* REQUESTS *
1. In the jump threading patch message, how many times did the new threading trigger during the GCC bootstrap, and where?
2. Continue the mailing-list message about the jump threading patch from where it stops.

* PROVIDED TEXT *
★ ★ ★

On Fri, Nov 22, 2013 at 8:48 AM, Jeff Law <l...@redhat.com> wrote:
>
> Right now jump threads from within a loop which cross the loop header, then
> terminate within the loop are ignored as this may create irreducible loops.
>
> This patch gets the CFG/SSA updating code in good enough shape to handle the
> case that the embedded guys care about.  ie, the coremark FSA/FSM benchmark.
>
> Basically we still ignore most of those threads -- the exception is when we
> find the loop header has a multi-way branch.  In that case we go ahead and
> thread the jump, throw away and rebuild the loop information.  Again, we
> only do this when we're able to remove a multi-way jump at the top of a
> loop.
>
> During a GCC bootstrap I found two instances where this triggers, once in
> GCC itself, one in the java runtime libraries.  I've manually verified that
> we do the right thing in those two instances as well as the FSA/FSM
> optimization.  However, the reality is this code isn't being well exercised.
>
> So (for testing purposes only) I removed the test that the loop header has
> to be a multi-way jump and enabled a follow-on patch which allows us to
> identify many more threads through the loop header to points within the
> current loop.  Not surprisingly the code triggered more often and uncovered
> a couple minor issues that I've addressed.
>
> The bootstrap/regression test for the patch ran fine, as did the regression
> and bootstrap test with various pass limitations removed (with the exception
> of tests which explicitly test that we don't thread in situations where
> it'll create irreducible loops).  This is good.
>
> Installed on the trunk.  One more patch to go before calling and end to my
> own development work for 4.9 :-)
>
>
>
>
>
>
>         * tree-ssa-threadupdate.c: Include tree-cfg.h and tree-pass.h
>         (thread_block_1): Do not cancel jump threads which go from
>         inside a loop, through the header, then back inside the loop.
>         (bb_ends_with_multiway_branch): New function.
>         (thread_through_all_blocks): Handle threading cases which start
>         in a loop through the loop header to a point in the loop.

★ ★ ★

* DATA LINES *
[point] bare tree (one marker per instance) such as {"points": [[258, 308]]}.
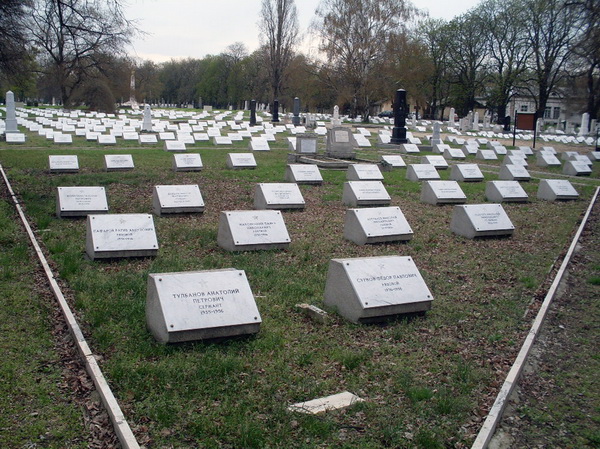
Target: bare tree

★ ★ ★

* RESULTS *
1. Twice: once in GCC itself and once in the java runtime libraries.

2.
>
>
>
> diff --git a/gcc/tree-ssa-threadupdate.c b/gcc/tree-ssa-threadupdate.c
> index 777fe41..38d4f69 100644
> --- a/gcc/tree-ssa-threadupdate.c
> +++ b/gcc/tree-ssa-threadupdate.c
> @@ -35,6 +35,8 @@ along with GCC; see the file COPYING3.  If not see
>  #include "cfgloop.h"
>  #include "hash-table.h"
>  #include "dbgcnt.h"
> +#include "tree-cfg.h"
> +#include "tree-pass.h"
>
>  /* Given a block B, update the CFG and SSA graph to reflect redirecting
>     one or more in-edges to B to instead reach the destination of an
> @@ -815,29 +817,15 @@ thread_block_1 (basic_block bb, bool noloop_only, bool
> joiners)
>             }
>
>           /* Another case occurs when trying to thread through our
> -            own loop header, possibly from inside the loop.
> -
> -            If our loop header is buried in the path, then go ahead
> -            and cancel the jump threading request here.  This likely
> -            will need updating for the FSA/FSM coremark case.
> -
> -            Other cases (BB is the loop header) are handled elsewhere.  */
> +            own loop header, possibly from inside the loop.  We will
> +            thread these later.  */
>           unsigned int i;
>           for (i = 1; i < path->length (); i++)
>             {
>               if ((*path)[i]->e->src == bb->loop_father->header
>                   && (!loop_exit_edge_p (bb->loop_father, e2)
>                       || (*path)[1]->type == EDGE_COPY_SRC_JOINER_BLOCK))
> -               {
> -                 /* If i != 1, then it's a buried header that will not
> -                    be handled elsehwere.  */
> -                 if (i != 1)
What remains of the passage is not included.